Could Your Future Home Be Grown, Not Built? Meet the Scientists Turning Mushrooms Into Building Blocks

It sounds like something out of a sci-fi novel: a home grown from fungus and kept alive by bacteria. But researchers in Montana are making serious strides toward turning this fantasy into a sustainable reality.

In a groundbreaking new study, scientists cultivated mycelium—the root-like structure of fungi—as the base for a living, self-healing building material. When paired with a bacteria called Sporosarcina pasteurii, which produces calcium carbonate (the same stuff found in seashells and coral), the once-squishy mycelium stiffened into a bone-like material. Think of it as nature’s version of concrete, minus the 8% of global CO₂ emissions that cement manufacturing dumps into the atmosphere each year.

Here’s where it gets wild: this material isn’t just strong—it’s alive. The bacteria remain active for weeks, possibly months, opening the door to buildings that could one day repair their own cracks or even “sense” their environment. Imagine walls that light up to signal poor air quality.

But don’t pack your bags for your mushroom mansion. These fungal bricks aren’t strong enough to replace traditional materials—yet. More testing is needed to ensure durability, load-bearing strength, and long-term safety (dead mycelium poses less of an allergy risk, but it’s still under review).

Still, this is no small spore of progress. These living materials may one day be ideal for low-rise buildings, fences, or modular eco-homes. As Dr. Chelsea Heveran, lead researcher, put it: “We asked, ‘What if we could build using biology instead of industry?’”

In other words, the next generation of green homes might literally grow on us.

*Provided records*.
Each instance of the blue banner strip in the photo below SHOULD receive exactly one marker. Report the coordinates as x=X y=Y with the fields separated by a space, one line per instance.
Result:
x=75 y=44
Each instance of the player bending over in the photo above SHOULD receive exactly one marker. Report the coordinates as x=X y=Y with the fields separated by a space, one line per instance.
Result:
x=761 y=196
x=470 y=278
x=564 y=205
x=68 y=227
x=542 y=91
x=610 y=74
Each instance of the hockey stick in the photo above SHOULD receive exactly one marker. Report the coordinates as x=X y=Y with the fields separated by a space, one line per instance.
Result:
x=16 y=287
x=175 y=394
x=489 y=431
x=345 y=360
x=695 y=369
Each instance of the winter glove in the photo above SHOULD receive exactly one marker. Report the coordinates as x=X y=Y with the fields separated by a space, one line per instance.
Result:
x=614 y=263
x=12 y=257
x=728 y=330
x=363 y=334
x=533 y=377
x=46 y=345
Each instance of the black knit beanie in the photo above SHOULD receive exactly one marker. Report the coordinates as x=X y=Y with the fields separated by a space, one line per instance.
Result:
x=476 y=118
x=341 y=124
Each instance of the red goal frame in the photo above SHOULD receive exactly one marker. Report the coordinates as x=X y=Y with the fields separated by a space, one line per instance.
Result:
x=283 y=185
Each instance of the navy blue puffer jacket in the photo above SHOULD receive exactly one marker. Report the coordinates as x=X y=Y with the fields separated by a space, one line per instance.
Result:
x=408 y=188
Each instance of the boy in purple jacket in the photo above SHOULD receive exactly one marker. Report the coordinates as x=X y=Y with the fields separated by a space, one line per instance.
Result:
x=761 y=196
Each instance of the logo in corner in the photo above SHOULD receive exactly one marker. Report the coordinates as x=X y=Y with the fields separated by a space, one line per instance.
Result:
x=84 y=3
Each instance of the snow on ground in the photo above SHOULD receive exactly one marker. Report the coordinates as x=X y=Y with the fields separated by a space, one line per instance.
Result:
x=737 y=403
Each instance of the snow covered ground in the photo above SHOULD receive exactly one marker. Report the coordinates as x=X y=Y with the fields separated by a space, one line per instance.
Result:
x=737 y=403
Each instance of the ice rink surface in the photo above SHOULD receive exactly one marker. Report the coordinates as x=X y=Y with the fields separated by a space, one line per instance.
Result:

*Your objective*.
Can you update the passage of the article on mushroom building materials, starting with "Could Your Future" and going on through "atmosphere each year.", by replacing "calcium carbonate" with "calcite"?

*Output below*.
Could Your Future Home Be Grown, Not Built? Meet the Scientists Turning Mushrooms Into Building Blocks

It sounds like something out of a sci-fi novel: a home grown from fungus and kept alive by bacteria. But researchers in Montana are making serious strides toward turning this fantasy into a sustainable reality.

In a groundbreaking new study, scientists cultivated mycelium—the root-like structure of fungi—as the base for a living, self-healing building material. When paired with a bacteria called Sporosarcina pasteurii, which produces calcite (the same stuff found in seashells and coral), the once-squishy mycelium stiffened into a bone-like material. Think of it as nature’s version of concrete, minus the 8% of global CO₂ emissions that cement manufacturing dumps into the atmosphere each year.